Problem
Render every line of the listing below as a JSON list of strings, one string per line, omitting any blank lines.

Position identification listing
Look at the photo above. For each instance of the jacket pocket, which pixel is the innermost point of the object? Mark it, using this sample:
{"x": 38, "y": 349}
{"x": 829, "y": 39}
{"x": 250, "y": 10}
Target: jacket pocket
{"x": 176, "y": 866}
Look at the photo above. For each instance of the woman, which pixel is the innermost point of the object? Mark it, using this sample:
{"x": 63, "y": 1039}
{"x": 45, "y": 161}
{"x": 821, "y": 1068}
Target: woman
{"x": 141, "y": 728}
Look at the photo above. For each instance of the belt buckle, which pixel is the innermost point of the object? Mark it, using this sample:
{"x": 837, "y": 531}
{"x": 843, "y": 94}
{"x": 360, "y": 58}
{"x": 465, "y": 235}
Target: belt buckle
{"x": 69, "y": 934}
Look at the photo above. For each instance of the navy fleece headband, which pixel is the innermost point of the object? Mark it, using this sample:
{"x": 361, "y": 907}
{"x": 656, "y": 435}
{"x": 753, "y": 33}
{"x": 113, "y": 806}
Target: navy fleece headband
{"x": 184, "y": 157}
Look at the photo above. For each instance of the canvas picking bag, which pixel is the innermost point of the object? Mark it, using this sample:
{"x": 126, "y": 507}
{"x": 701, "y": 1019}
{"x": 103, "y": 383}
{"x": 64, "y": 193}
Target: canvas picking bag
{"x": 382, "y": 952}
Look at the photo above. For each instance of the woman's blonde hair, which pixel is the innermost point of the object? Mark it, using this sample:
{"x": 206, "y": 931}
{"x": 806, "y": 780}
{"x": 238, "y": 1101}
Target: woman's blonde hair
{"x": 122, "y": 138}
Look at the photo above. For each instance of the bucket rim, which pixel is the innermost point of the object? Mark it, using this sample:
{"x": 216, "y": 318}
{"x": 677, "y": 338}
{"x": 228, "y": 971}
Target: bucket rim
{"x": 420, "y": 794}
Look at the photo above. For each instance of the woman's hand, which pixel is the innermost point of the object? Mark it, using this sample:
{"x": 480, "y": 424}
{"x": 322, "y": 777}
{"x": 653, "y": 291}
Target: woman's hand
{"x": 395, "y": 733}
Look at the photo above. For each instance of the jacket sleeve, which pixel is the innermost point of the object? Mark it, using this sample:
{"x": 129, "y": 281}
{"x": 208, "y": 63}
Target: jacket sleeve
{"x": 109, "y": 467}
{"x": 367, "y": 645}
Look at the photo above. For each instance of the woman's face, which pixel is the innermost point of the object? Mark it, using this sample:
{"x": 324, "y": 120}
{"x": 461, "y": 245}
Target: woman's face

Output for this exercise
[
  "Look at the photo above. For each instance of the jacket pocket, which pixel is the innermost point of the object? Mark it, using this sample:",
  "{\"x\": 38, \"y\": 349}",
  "{\"x\": 829, \"y\": 39}",
  "{\"x\": 250, \"y\": 10}",
  "Target: jacket pocket",
  "{\"x\": 176, \"y\": 866}",
  "Look at the photo above. For each instance of the woman, which pixel is the innermost point of the object? Mark it, using this sample:",
  "{\"x\": 63, \"y\": 1039}",
  "{\"x\": 45, \"y\": 161}",
  "{\"x\": 821, \"y\": 1068}",
  "Target: woman",
  "{\"x\": 141, \"y\": 728}",
  "Look at the photo above. For each instance of the belt buckle, which pixel is the innermost point of the object? Mark it, using this sample:",
  "{\"x\": 837, \"y\": 531}",
  "{\"x\": 843, \"y\": 94}",
  "{\"x\": 360, \"y\": 58}",
  "{\"x\": 465, \"y\": 235}",
  "Target: belt buckle",
  "{\"x\": 69, \"y\": 934}",
  "Look at the photo above. For each instance of the navy fleece headband, which pixel is the innermost point of the object? Mark it, using this sample:",
  "{\"x\": 361, \"y\": 907}",
  "{\"x\": 656, \"y\": 435}",
  "{\"x\": 753, \"y\": 33}",
  "{\"x\": 113, \"y\": 806}",
  "Target: navy fleece headband",
  "{\"x\": 184, \"y\": 157}",
  "Look at the photo above. For each instance of the canvas picking bag, which pixel is the innermost point of the object? Mark it, using this sample:",
  "{\"x\": 126, \"y\": 507}",
  "{\"x\": 701, \"y\": 1019}",
  "{\"x\": 103, \"y\": 383}",
  "{\"x\": 64, \"y\": 193}",
  "Target: canvas picking bag",
  "{\"x\": 382, \"y\": 952}",
  "Look at the photo above. For each instance of the woman's blonde hair, which pixel is the innermost point of the object? Mark it, using this sample:",
  "{\"x\": 206, \"y\": 931}",
  "{\"x\": 806, \"y\": 780}",
  "{\"x\": 238, \"y\": 1101}",
  "Target: woman's blonde hair",
  "{\"x\": 122, \"y\": 138}",
  "Look at the photo above. For each instance of the bucket rim, which pixel is the innermost point of the object? Mark it, using this sample:",
  "{\"x\": 216, \"y\": 318}",
  "{\"x\": 677, \"y\": 338}",
  "{\"x\": 228, \"y\": 971}",
  "Target: bucket rim",
  "{\"x\": 420, \"y\": 794}",
  "Look at the photo above. For each instance of the woman's hand, which pixel is the innermost point of the object? Mark it, using this sample:",
  "{\"x\": 480, \"y\": 424}",
  "{\"x\": 322, \"y\": 777}",
  "{\"x\": 653, \"y\": 291}",
  "Target: woman's hand",
  "{\"x\": 395, \"y\": 733}",
  "Look at the photo above. For each instance of the jacket sleeve, which pixel is the innermost point of the object? Mark it, using this sample:",
  "{\"x\": 129, \"y\": 281}",
  "{\"x\": 208, \"y\": 63}",
  "Target: jacket sleeve",
  "{\"x\": 109, \"y\": 467}",
  "{\"x\": 367, \"y\": 645}",
  "Look at the photo above. For each instance of the woman's face, which pixel is the innermost point of the object? Mark it, using this sample:",
  "{\"x\": 324, \"y\": 120}",
  "{\"x\": 461, \"y\": 245}",
  "Target: woman's face"
]